EXTRAIT AFFICHÉ →
_ _ _ _ _

Au total, entre les études en recherche fondamentale pour la compréhension de pathologies et celles à visée diagnostique, le SHFJ est impliqué dans une quinzaine d’essais cliniques.
Et demain, Pasrel pour la médecine de précision
Après l’injection du radiopharmaceutique au patient, direction la caméra TEP pour l’acquisition de l’image de sa distribution dans l’organisme, en lien avec le fonctionnement des organes. Expert en imagerie, le SHFJ s’appuie pour ses recherches sur un parc ultra-moderne : TEP, mais aussi IRM, scanner à rayons X et échographique (ultrasons)[4]. « Notre but est de constamment améliorer la sensibilité de la détection de la radioactivité pour limiter les doses injectées aux patients, tout en garantissant des images optimales », affirme Bertrand Kuhnast.

_ _ _ _ _

JEU DE DONNÉES →

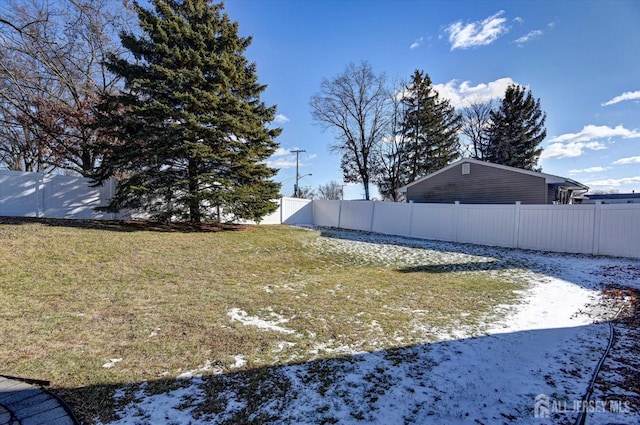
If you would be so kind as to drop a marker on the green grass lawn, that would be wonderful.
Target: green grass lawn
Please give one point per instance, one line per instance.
(73, 298)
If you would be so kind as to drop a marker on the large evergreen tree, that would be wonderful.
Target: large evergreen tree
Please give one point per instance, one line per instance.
(516, 130)
(430, 129)
(192, 132)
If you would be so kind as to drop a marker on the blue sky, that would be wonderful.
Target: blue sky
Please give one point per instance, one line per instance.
(581, 58)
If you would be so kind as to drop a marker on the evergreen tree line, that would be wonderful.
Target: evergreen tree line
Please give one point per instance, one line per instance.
(392, 135)
(174, 113)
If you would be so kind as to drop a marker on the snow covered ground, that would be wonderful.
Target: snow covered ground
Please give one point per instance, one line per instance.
(532, 366)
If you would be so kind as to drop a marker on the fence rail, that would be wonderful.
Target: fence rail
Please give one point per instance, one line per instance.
(599, 229)
(50, 195)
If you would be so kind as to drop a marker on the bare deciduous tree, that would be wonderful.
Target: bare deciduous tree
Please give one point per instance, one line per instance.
(331, 191)
(476, 119)
(354, 105)
(52, 74)
(391, 154)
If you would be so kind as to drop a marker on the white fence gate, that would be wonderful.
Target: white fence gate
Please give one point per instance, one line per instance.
(50, 195)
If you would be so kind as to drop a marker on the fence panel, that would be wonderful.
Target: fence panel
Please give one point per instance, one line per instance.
(73, 197)
(486, 224)
(433, 221)
(391, 218)
(356, 215)
(619, 230)
(296, 211)
(326, 213)
(560, 228)
(20, 193)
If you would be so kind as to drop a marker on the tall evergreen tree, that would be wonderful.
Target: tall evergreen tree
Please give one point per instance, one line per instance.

_ _ _ _ _

CONSIGNE →
Citez en entier l'extrait consacré au SHFJ, mot pour mot. Pour répondre, fondez-vous uniquement sur l'extrait.

RÉPONSE →
Au total, entre les études en recherche fondamentale pour la compréhension de pathologies et celles à visée diagnostique, le SHFJ est impliqué dans une quinzaine d’essais cliniques.
Et demain, Pasrel pour la médecine de précision
Après l’injection du radiopharmaceutique au patient, direction la caméra TEP pour l’acquisition de l’image de sa distribution dans l’organisme, en lien avec le fonctionnement des organes. Expert en imagerie, le SHFJ s’appuie pour ses recherches sur un parc ultra-moderne : TEP, mais aussi IRM, scanner à rayons X et échographique (ultrasons)[4]. « Notre but est de constamment améliorer la sensibilité de la détection de la radioactivité pour limiter les doses injectées aux patients, tout en garantissant des images optimales », affirme Bertrand Kuhnast.